Could you copy out each of the entries below word for word, keeping every line as it stands?

--- --- ---

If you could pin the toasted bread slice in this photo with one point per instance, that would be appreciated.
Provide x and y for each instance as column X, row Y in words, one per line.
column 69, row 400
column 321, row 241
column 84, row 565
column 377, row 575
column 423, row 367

--- --- ---

## The result:
If you could pin the toasted bread slice in this photo with one point per instance, that would be appreciated.
Provide x and y for each instance as column X, row Y in words, one per line.
column 69, row 400
column 321, row 241
column 84, row 565
column 377, row 575
column 423, row 367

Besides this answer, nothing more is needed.